*Stated exercise:* Collect each line of the rows below that contains the string "target", and list those lines in their original order.

*Data records:*
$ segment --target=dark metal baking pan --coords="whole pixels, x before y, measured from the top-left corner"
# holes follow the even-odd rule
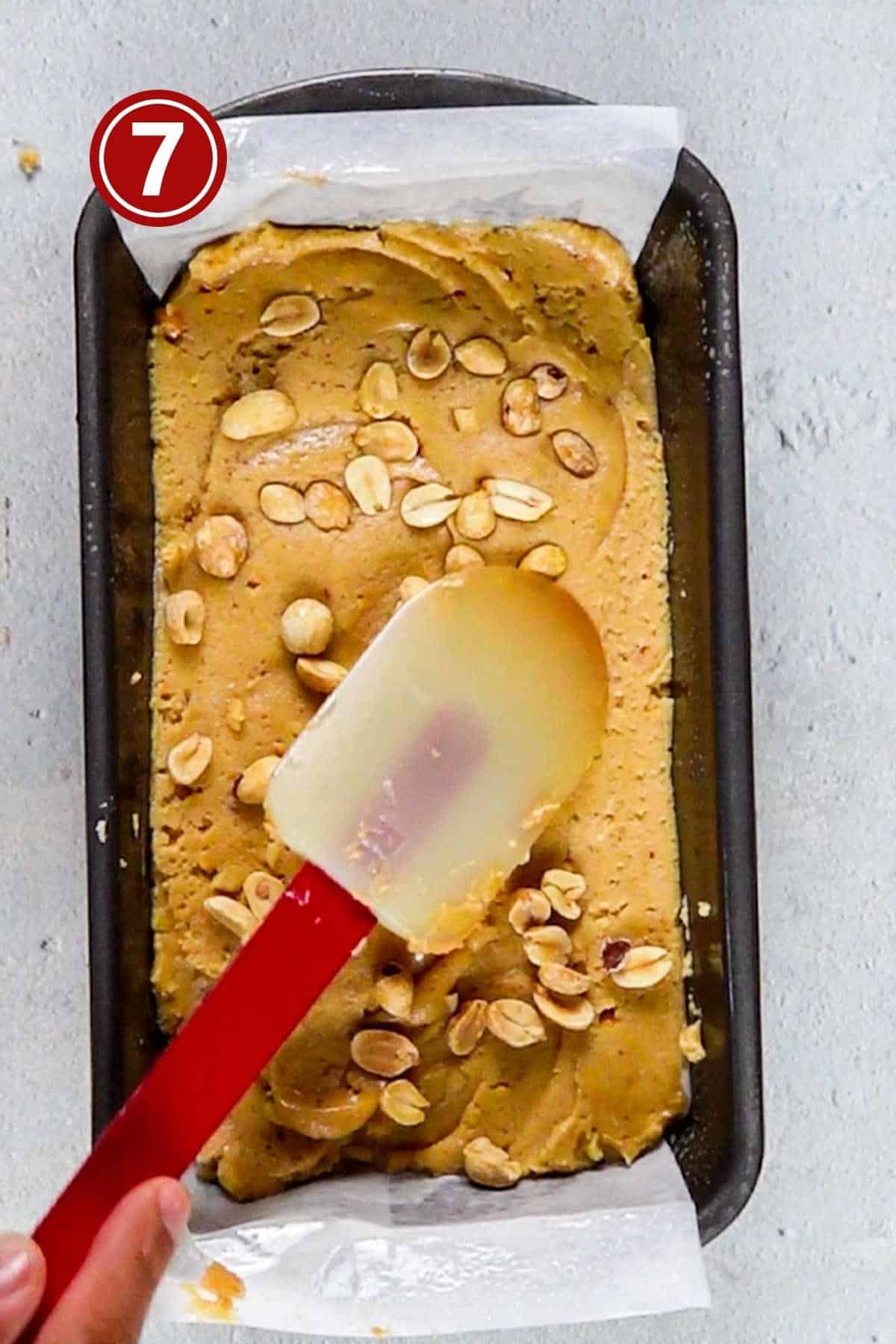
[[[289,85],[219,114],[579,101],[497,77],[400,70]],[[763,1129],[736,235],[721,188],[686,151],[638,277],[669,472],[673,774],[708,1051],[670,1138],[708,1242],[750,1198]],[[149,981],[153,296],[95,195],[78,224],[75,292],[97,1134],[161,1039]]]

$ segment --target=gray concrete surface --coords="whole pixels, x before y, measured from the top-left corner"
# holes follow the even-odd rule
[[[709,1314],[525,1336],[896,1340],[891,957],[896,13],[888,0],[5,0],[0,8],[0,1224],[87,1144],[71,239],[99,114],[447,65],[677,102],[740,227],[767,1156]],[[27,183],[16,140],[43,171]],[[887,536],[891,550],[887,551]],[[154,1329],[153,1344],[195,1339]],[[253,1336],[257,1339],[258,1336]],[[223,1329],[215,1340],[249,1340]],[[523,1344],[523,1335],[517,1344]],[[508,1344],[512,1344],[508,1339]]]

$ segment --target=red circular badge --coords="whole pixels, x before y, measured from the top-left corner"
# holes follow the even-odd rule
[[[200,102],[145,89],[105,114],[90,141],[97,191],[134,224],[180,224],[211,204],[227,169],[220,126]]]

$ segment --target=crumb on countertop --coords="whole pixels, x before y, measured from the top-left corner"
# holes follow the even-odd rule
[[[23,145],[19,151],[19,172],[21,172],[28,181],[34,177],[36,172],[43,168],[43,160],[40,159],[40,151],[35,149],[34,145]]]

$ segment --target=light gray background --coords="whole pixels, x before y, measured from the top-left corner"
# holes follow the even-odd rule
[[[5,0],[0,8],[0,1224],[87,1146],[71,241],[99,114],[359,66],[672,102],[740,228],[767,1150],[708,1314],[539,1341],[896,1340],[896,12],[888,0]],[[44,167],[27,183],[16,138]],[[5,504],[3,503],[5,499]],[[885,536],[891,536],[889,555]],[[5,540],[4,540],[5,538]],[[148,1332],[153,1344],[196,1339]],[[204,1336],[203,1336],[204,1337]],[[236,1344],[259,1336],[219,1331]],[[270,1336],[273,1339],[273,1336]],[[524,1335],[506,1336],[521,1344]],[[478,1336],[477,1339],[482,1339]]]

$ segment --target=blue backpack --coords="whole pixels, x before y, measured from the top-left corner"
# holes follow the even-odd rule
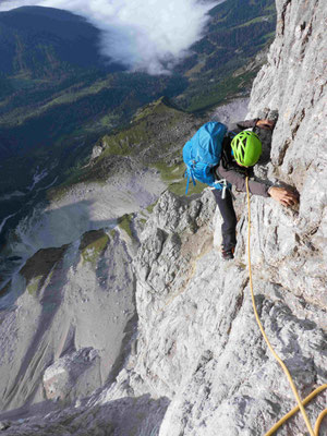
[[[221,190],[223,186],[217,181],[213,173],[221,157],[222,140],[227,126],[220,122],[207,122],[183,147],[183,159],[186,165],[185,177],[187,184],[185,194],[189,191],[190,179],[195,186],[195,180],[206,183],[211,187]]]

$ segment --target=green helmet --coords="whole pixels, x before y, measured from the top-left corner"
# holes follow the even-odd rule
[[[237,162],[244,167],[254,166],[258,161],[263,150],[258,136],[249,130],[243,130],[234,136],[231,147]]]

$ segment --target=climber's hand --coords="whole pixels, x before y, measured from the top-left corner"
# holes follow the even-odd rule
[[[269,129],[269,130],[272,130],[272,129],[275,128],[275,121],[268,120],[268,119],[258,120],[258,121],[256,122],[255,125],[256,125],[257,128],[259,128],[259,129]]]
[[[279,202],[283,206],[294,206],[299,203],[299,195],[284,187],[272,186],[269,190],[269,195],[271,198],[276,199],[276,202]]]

*Reply:*
$ segment --target=dark metal baking pan --coords="whole pixels, x before y, measured from the top-left corner"
$ segment --target=gray concrete surface --coords="whole pixels, x before y, measured from the top-left corner"
$ segment --target=red circular badge --coords="whole pixels, x before y, measured from the top-left corner"
$ segment --target=crumb on countertop --coords="whole pixels, x before y, measured from the top-left corner"
$ segment --target=light gray background --coords="whole pixels, x before y, measured from the top-left corner"
$ segment --target=blue backpack --coords="whole pixels, x before y, measured from the top-left corner"
$ segment --target=green helmet --coords="whole pixels, x before y, measured from the top-left corner"
$ segment --target=climber's hand --coords="whole pixels, x before y, measured from the top-left corner"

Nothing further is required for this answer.